WORK REQUEST: Set down the data below in full, exactly as it reads, but without the pictures.

INPUT RECORDS:
##############################
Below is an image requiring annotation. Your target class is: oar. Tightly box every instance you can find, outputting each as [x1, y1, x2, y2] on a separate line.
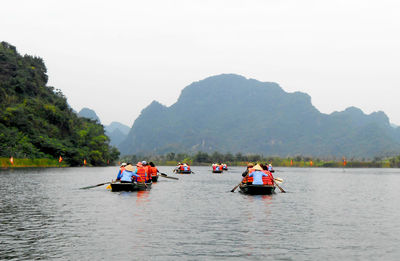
[274, 177, 284, 184]
[274, 180, 286, 193]
[231, 172, 249, 192]
[160, 173, 179, 180]
[80, 182, 111, 189]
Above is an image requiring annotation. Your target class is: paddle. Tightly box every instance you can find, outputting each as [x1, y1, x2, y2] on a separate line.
[274, 180, 286, 193]
[160, 172, 179, 180]
[80, 182, 111, 189]
[231, 172, 249, 192]
[274, 177, 284, 183]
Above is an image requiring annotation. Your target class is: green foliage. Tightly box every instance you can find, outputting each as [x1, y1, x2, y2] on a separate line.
[0, 42, 120, 166]
[120, 151, 400, 168]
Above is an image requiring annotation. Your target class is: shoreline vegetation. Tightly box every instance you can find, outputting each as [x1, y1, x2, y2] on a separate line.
[121, 152, 400, 168]
[1, 157, 67, 168]
[4, 153, 400, 168]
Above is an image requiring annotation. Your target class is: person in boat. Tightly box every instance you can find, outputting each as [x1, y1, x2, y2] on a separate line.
[181, 163, 190, 172]
[174, 162, 182, 172]
[119, 163, 140, 183]
[242, 163, 255, 184]
[148, 162, 158, 179]
[268, 163, 275, 173]
[116, 162, 127, 181]
[135, 162, 151, 183]
[242, 163, 254, 177]
[248, 164, 269, 185]
[261, 164, 275, 185]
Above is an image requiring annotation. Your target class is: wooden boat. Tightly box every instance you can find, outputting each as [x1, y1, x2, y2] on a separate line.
[151, 175, 159, 182]
[110, 182, 152, 192]
[239, 184, 275, 195]
[212, 170, 223, 173]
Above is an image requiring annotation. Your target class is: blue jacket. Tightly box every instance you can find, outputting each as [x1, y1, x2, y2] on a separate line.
[120, 170, 140, 182]
[249, 170, 268, 185]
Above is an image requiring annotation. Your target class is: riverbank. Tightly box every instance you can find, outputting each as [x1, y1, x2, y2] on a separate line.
[0, 158, 67, 168]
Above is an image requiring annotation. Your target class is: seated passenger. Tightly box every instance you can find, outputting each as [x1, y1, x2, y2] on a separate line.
[148, 162, 158, 178]
[268, 163, 275, 173]
[248, 164, 269, 185]
[116, 162, 127, 181]
[135, 162, 150, 183]
[242, 163, 254, 177]
[182, 163, 190, 171]
[120, 164, 140, 183]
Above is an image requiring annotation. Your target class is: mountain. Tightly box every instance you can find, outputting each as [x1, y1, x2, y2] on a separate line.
[105, 122, 130, 136]
[0, 42, 119, 165]
[120, 74, 400, 158]
[78, 108, 100, 122]
[104, 122, 130, 147]
[78, 108, 130, 148]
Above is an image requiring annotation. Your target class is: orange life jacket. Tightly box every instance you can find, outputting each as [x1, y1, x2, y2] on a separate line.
[243, 168, 255, 183]
[136, 167, 147, 182]
[148, 166, 158, 177]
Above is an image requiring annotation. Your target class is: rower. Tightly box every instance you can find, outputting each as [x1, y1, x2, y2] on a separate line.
[248, 164, 269, 185]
##############################
ANSWER SPACE:
Below is an image requiring annotation. Your target class is: oar. Tightly box every instance you can find, outputting each as [x1, y1, x2, y2] on a separate line.
[274, 177, 284, 184]
[274, 180, 286, 193]
[231, 172, 249, 192]
[160, 173, 179, 180]
[80, 182, 111, 189]
Above is an image requiring annotation. Your target class is: paddle. Tightly box every instance you can find, outputting each as [x1, y1, x2, y2] on a separate line.
[274, 180, 286, 193]
[160, 172, 179, 180]
[80, 182, 111, 189]
[231, 172, 249, 192]
[274, 177, 284, 183]
Above is an image requiring annotation. Your target class is: green foliage. Tightly box every instance you can find, outputting each as [x1, y1, x2, y2] on a separate line.
[0, 42, 120, 166]
[120, 151, 400, 168]
Above is an image requiring annotation. Your target class is: shoreline vegetation. Tightly box every instance you can find, outputting each as [x1, y1, x2, y2] on a separate line.
[121, 152, 400, 168]
[1, 157, 67, 168]
[4, 153, 400, 168]
Above is an image requiring annotation. Your target class is: person in boat. Tightly box every instance you can find, outputting each as [x1, y1, x2, y2] on a separate line.
[181, 163, 190, 172]
[174, 162, 182, 172]
[119, 163, 140, 183]
[242, 163, 255, 184]
[148, 162, 158, 179]
[268, 163, 275, 173]
[116, 162, 127, 181]
[135, 162, 151, 183]
[242, 163, 254, 177]
[248, 164, 269, 185]
[261, 164, 275, 185]
Above is an image requiring annotation. Your target class is: wooden boat. Tightly box every instance you can find, outputting each as [x1, y1, x2, y2] on a separate line.
[151, 175, 159, 182]
[110, 182, 152, 192]
[239, 184, 275, 195]
[212, 170, 223, 173]
Above is an image requiring annotation. Your target class is: blue jacket. Tightly box every instance you can find, outputting each as [x1, y1, x2, y2] on a separate line.
[120, 170, 140, 182]
[249, 170, 268, 185]
Above is an image requiring annotation. Your target class is: riverbank. Tightly box every instance you can find, outputting each as [x1, y1, x2, y2] on a separate line.
[0, 158, 67, 168]
Above is an image requiring annotation. Your target class is: seated passenger. Tightly box every instance you can find, outputting each as [x1, y1, x2, y2] on a separate line.
[148, 162, 158, 178]
[268, 163, 275, 173]
[248, 164, 269, 185]
[116, 162, 127, 181]
[135, 162, 150, 183]
[242, 163, 254, 177]
[182, 163, 190, 171]
[120, 164, 140, 183]
Above is an image requiring annotation. Your target class is: mountain. Tightly box every instance you can find, outputting each as [x1, y1, x2, y2] on a separate line.
[105, 122, 130, 136]
[0, 42, 119, 165]
[120, 74, 400, 158]
[78, 108, 100, 122]
[104, 122, 130, 147]
[78, 108, 130, 148]
Above is an image requiring annotation. Your target class is: orange life jacket. Tightly box every instance you can find, outputting each as [x1, y1, x2, y2] on a separate line.
[243, 168, 255, 183]
[136, 167, 147, 182]
[148, 166, 158, 177]
Above is an image requiring annotation. Your target class is: rower. Tightly box every instance you can find, outputting each as [x1, y1, x2, y2] on a separate line.
[248, 164, 269, 185]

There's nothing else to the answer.